Tally the lines of the records below that contain the string "clicks", with case counting. Give only the number.

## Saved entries

*** Begin section ***

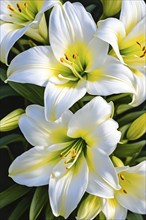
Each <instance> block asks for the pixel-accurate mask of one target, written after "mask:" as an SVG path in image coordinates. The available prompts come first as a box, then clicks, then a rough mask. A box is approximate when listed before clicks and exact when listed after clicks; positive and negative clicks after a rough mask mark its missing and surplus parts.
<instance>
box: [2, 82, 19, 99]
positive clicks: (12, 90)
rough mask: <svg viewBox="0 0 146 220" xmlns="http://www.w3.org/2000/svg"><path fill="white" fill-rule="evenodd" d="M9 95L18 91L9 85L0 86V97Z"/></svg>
mask: <svg viewBox="0 0 146 220" xmlns="http://www.w3.org/2000/svg"><path fill="white" fill-rule="evenodd" d="M10 96H18V93H16V92H15V91H14V90H13V89H12V88H11V87H10V86H8V85H4V86H1V87H0V99H3V98H7V97H10Z"/></svg>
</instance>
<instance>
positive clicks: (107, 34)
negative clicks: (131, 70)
mask: <svg viewBox="0 0 146 220" xmlns="http://www.w3.org/2000/svg"><path fill="white" fill-rule="evenodd" d="M145 24H146V5H145V2H144V1H143V0H140V1H130V0H126V1H122V9H121V14H120V20H118V19H116V18H108V19H106V20H103V21H100V22H99V23H98V26H99V28H98V31H97V36H98V37H99V38H100V39H102V40H104V41H105V42H108V43H109V44H111V46H112V47H113V50H114V52H115V53H116V56H117V57H118V58H119V59H120V60H121V62H122V63H125V64H127V65H128V66H130V67H132V68H134V69H138V70H140V71H142V72H144V68H145V60H146V44H145V35H146V32H145ZM111 54H113V53H111ZM113 55H114V54H113Z"/></svg>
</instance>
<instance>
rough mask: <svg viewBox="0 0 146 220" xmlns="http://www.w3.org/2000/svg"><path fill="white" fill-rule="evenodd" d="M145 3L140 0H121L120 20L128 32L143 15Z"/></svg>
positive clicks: (140, 18) (145, 4)
mask: <svg viewBox="0 0 146 220" xmlns="http://www.w3.org/2000/svg"><path fill="white" fill-rule="evenodd" d="M145 12H146V4H145V2H144V1H143V0H141V1H122V7H121V13H120V21H121V22H122V23H123V24H124V27H125V29H126V33H127V34H128V33H129V32H130V31H131V30H132V28H133V27H134V26H135V25H136V24H137V23H138V22H139V21H140V20H141V19H142V18H143V17H144V16H145Z"/></svg>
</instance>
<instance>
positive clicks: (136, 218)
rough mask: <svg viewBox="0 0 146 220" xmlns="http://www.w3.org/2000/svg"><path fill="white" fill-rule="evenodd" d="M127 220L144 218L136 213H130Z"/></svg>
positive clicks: (134, 219) (128, 215)
mask: <svg viewBox="0 0 146 220" xmlns="http://www.w3.org/2000/svg"><path fill="white" fill-rule="evenodd" d="M127 220H143V217H142V216H141V215H139V214H136V213H130V212H129V213H128V215H127Z"/></svg>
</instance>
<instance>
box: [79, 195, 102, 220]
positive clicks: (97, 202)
mask: <svg viewBox="0 0 146 220" xmlns="http://www.w3.org/2000/svg"><path fill="white" fill-rule="evenodd" d="M104 203H105V201H104V199H102V198H100V197H97V196H93V195H88V196H87V197H86V198H85V199H84V200H83V202H82V203H81V205H80V207H79V210H78V213H77V217H76V219H77V220H87V219H90V220H92V219H94V218H95V217H96V216H97V215H98V214H99V212H100V211H101V209H102V207H103V205H104Z"/></svg>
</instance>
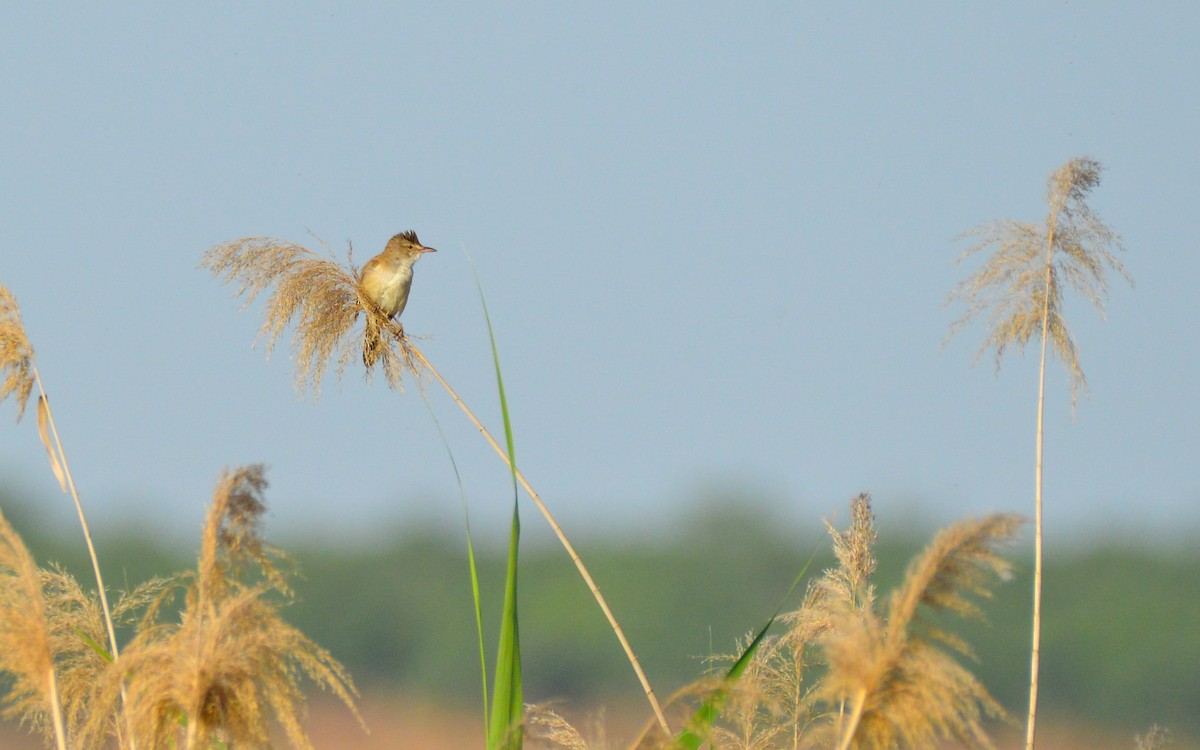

*** End section ***

## Final answer
8